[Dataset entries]
----------

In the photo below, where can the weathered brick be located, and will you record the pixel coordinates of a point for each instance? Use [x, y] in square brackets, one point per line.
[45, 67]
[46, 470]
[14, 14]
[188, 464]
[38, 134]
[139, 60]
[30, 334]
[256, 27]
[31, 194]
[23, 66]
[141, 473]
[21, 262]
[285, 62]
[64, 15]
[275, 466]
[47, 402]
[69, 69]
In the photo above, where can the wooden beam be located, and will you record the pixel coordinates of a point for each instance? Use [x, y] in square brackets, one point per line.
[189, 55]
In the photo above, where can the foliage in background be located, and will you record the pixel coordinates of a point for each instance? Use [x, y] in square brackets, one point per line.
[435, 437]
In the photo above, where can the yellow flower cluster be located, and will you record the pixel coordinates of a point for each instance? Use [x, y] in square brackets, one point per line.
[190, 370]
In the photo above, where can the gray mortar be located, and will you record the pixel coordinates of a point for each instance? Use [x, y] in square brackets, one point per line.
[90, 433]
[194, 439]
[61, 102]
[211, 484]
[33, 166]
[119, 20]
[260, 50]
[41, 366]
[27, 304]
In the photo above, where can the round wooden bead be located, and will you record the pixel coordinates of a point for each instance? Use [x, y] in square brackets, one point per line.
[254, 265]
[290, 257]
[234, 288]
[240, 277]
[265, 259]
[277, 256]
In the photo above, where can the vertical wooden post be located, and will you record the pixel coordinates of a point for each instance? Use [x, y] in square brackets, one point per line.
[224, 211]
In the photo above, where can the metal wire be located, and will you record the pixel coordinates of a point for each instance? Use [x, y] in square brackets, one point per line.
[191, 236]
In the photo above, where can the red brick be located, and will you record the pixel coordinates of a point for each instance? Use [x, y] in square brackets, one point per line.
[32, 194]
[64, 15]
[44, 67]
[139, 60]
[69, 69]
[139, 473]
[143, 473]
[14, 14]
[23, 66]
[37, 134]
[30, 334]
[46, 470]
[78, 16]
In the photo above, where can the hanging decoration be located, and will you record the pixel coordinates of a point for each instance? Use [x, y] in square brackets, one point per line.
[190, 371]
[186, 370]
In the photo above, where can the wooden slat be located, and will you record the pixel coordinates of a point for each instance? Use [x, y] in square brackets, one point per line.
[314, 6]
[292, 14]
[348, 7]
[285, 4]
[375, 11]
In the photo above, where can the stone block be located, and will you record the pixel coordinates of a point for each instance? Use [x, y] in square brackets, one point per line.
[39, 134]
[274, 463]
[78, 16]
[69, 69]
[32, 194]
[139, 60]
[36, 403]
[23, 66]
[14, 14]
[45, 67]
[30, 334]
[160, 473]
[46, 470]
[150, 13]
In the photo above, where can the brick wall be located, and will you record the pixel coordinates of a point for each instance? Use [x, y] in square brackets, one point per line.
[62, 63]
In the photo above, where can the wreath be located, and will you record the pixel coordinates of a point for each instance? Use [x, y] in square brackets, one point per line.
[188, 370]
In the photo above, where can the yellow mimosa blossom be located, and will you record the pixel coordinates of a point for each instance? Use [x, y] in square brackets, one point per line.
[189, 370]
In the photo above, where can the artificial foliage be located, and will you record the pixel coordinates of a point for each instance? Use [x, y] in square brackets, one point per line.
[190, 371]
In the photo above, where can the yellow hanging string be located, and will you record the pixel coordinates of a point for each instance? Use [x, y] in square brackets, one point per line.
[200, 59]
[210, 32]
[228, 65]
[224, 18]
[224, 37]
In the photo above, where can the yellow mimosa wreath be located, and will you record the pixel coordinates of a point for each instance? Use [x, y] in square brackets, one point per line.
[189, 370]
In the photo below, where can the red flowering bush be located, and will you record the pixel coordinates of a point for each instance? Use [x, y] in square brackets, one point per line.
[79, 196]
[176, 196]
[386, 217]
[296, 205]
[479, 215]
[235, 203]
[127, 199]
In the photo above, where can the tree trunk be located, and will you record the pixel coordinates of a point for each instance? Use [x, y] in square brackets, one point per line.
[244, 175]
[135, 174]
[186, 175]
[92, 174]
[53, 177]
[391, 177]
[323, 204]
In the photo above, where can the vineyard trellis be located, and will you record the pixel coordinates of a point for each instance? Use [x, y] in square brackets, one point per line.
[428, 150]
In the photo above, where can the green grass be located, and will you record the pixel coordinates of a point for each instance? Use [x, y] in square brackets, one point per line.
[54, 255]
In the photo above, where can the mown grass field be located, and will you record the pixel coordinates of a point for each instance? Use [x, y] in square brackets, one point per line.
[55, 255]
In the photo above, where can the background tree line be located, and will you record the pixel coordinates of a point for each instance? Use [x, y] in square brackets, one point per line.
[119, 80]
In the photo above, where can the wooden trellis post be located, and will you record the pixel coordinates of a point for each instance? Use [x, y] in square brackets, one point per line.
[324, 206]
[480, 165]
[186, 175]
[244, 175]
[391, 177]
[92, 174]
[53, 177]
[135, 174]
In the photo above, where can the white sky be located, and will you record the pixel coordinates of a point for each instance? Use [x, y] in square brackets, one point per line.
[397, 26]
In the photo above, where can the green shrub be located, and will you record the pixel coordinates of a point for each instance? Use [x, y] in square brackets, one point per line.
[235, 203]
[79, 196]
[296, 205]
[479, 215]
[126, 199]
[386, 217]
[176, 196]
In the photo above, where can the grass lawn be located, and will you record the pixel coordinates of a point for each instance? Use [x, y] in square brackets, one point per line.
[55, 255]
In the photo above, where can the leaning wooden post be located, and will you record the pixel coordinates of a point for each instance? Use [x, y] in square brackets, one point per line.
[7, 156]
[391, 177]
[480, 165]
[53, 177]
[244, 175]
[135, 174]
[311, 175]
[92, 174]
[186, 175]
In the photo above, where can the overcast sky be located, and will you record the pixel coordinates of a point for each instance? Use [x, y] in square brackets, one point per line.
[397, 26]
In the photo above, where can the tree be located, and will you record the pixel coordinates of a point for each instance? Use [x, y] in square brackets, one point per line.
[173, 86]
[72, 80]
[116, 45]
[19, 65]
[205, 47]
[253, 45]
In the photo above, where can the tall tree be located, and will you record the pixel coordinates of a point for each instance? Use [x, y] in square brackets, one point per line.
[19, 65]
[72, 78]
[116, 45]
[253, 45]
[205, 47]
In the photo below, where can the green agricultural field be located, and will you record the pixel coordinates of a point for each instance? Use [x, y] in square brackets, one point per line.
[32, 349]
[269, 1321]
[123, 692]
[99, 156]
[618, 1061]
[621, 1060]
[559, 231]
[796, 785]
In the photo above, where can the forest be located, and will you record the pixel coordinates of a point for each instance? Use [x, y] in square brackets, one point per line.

----------

● WHAT YOU WILL DO:
Extract all of the data shown above without alteration.

● OUTPUT:
In the photo below, where can the weathered brick be located, and will you record the pixel coordinates of a point for each instance? Use [x, y] in square brackets, one point per line.
[45, 67]
[46, 470]
[14, 14]
[188, 464]
[38, 134]
[139, 60]
[30, 334]
[256, 27]
[31, 194]
[23, 66]
[141, 473]
[21, 262]
[285, 62]
[64, 15]
[275, 466]
[47, 402]
[69, 69]
In the photo above, where can the wooden beam be located, and will you record the pixel coordinates of a point for each instance? Use [x, y] in square brackets, one point per line.
[189, 55]
In the photo above, where can the foliage in background be located, and will you record the pixel coordinates of a point for each instance? Use [x, y] in square brackets, one point per line.
[435, 437]
In the photo above, where can the yellow flower cluster be located, and will you record the pixel coordinates of a point for each instance? Use [x, y] in square brackets, one point per line.
[190, 370]
In the photo above, where can the gray mortar be located, and will you record the pixel coordinates of a point for each instance? Use [x, y] in square brackets, one point per line.
[90, 433]
[194, 439]
[61, 102]
[211, 484]
[33, 166]
[119, 20]
[260, 50]
[41, 366]
[27, 304]
In the photo above, where can the round wooden bead be located, and will you record the pixel coordinates of a point for each instance? Use [x, y] in square brackets, one point per line.
[254, 265]
[290, 257]
[234, 288]
[240, 277]
[265, 259]
[277, 256]
In the photo above, where can the vertical wooden post be located, and will you record the pixel coordinates of a point for each instance? Use [x, y] in square brackets, one point per line.
[224, 211]
In the photo above, where can the metal wire be located, and will you record the pixel coordinates of a point for each instance? Use [x, y] in square brackets, one point per line.
[191, 236]
In the photo above, where can the red brick be located, and will you record the pixel coordinates of a point for each instance? Use [x, y] in square brackets, one point per line.
[32, 194]
[64, 15]
[44, 67]
[139, 60]
[69, 69]
[139, 473]
[143, 473]
[14, 14]
[23, 66]
[37, 134]
[30, 334]
[46, 470]
[78, 16]
In the photo above, where can the hanging decoration be located, and will you record the pixel coordinates of a point for each instance? Use [x, y] in square brackets, one point per line.
[190, 371]
[186, 370]
In the photo above, where can the wooden slat be located, and will you record the pixel coordinates of a point for each instance? Use [x, y] in square brackets, one point per line.
[314, 6]
[292, 14]
[348, 7]
[285, 4]
[375, 11]
In the photo above, where can the stone block be located, and will you record the pixel coordinates of a point for each instance? Use [x, y] in square brackets, one point per line.
[39, 134]
[274, 463]
[78, 16]
[69, 69]
[32, 194]
[139, 60]
[36, 403]
[23, 66]
[14, 14]
[45, 67]
[30, 334]
[160, 473]
[46, 470]
[150, 13]
In the photo above, where can the brick wall be located, and will you record the pixel coordinates of a point for each instance? Use [x, y] in square brackets, one point per line.
[62, 63]
In the photo above, where can the wreath be located, and will you record the pixel coordinates of a point for each instance? Use [x, y] in square brackets, one point per line.
[188, 370]
In the photo above, where can the yellow mimosa blossom be located, and will you record the pixel coordinates of a point for each instance? Use [x, y] in square brackets, one point per line.
[189, 370]
In the photo above, where can the artificial foliage be located, and will you record the pixel coordinates of a point for each instance? Use [x, y] in square brackets, one point per line.
[190, 371]
In the photo above, where can the yellow hanging string be located, and will you record the pixel coordinates of a point for each instance? Use [x, y] in square brackets, one point per line.
[200, 59]
[210, 32]
[228, 65]
[224, 18]
[224, 37]
In the photo above, where can the yellow mimosa wreath be located, and will you record the pixel coordinates of a point for each instance? Use [x, y] in square brackets, one point per line.
[189, 370]
In the photo below, where can the red flowering bush be located, and will you record the pixel coordinates of a point for each instance? Use [x, y] in square brackets, one point per line.
[79, 196]
[176, 196]
[386, 217]
[296, 205]
[479, 215]
[235, 203]
[127, 199]
In the photo above, where can the tree trunk be located, and will you record the pixel coordinates of a point for each instance? Use [x, y] in square brackets, one point per line.
[244, 175]
[135, 174]
[186, 175]
[92, 174]
[53, 177]
[391, 177]
[323, 204]
In the photo above, where can the vineyard trellis be located, and will you record the pixel coordinates of a point for each instance? Use [x, y] in square brackets, one point per line.
[428, 150]
In the photo above, where can the green grass be located, and will you record the pixel coordinates of a point for each instance? Use [x, y] in square brackets, one point per line.
[54, 255]
In the photo above, where can the mown grass field be located, and will you record the pixel coordinates of a point for each instance? Use [x, y] in square brackets, one point per line.
[55, 255]
In the photo above, where can the background tree line be located, and will you record the pixel coordinates of a point for each instance? Use [x, y] in square brackets, one point per line.
[119, 80]
In the photo above, where can the wooden trellis post be located, and will you record the pixel coordinates of a point for each instance? Use [x, y] in square brackets, one point per line.
[324, 206]
[480, 165]
[186, 175]
[244, 175]
[391, 177]
[92, 174]
[53, 177]
[135, 174]
In the photo above, where can the white sky be located, and will you record the pixel coordinates of a point for each instance? Use [x, y] in square brackets, one point per line.
[397, 26]
In the photo above, where can the green shrub be located, and will you record the pixel coordinates of a point for each instance? Use [x, y] in square brackets, one point per line.
[235, 203]
[79, 196]
[296, 205]
[479, 215]
[126, 199]
[386, 217]
[176, 196]
In the photo above, where can the grass lawn be located, and will you record the pixel coordinates of a point for each instance? Use [x, y] in square brackets, one point per line.
[55, 255]
In the photo above, where can the leaning wooden post be located, and will you record the pixel coordinates of a point for each instance? Use [x, y] in square brackets, one point per line.
[7, 156]
[391, 177]
[480, 165]
[53, 177]
[244, 175]
[135, 174]
[311, 175]
[92, 174]
[186, 175]
In the photo above, where can the overcast sky be located, and will you record the pixel coordinates of a point for each instance? Use [x, y] in square brackets, one point per line.
[397, 26]
In the photo above, where can the tree be located, and will you record the pixel coordinates of a point for each instance? Use [x, y] in square brackets, one point per line.
[173, 86]
[72, 80]
[116, 45]
[19, 65]
[205, 47]
[253, 45]
In the photo above, where can the tall tree be located, and will you record the pixel coordinates of a point for each instance? Use [x, y] in square brackets, one point per line.
[19, 65]
[72, 78]
[116, 45]
[253, 45]
[205, 47]
In the photo below, where can the green agricultural field be located, and will you record the pixel coordinates of a point for each instance? Use [x, y] in square brackets, one point per line.
[32, 349]
[269, 1321]
[123, 692]
[99, 156]
[618, 1061]
[621, 1060]
[559, 231]
[796, 785]
In the photo above, where can the forest be located, and will you record the pixel coordinates of a point for each instance? Use [x, y] in square brackets, one point per line.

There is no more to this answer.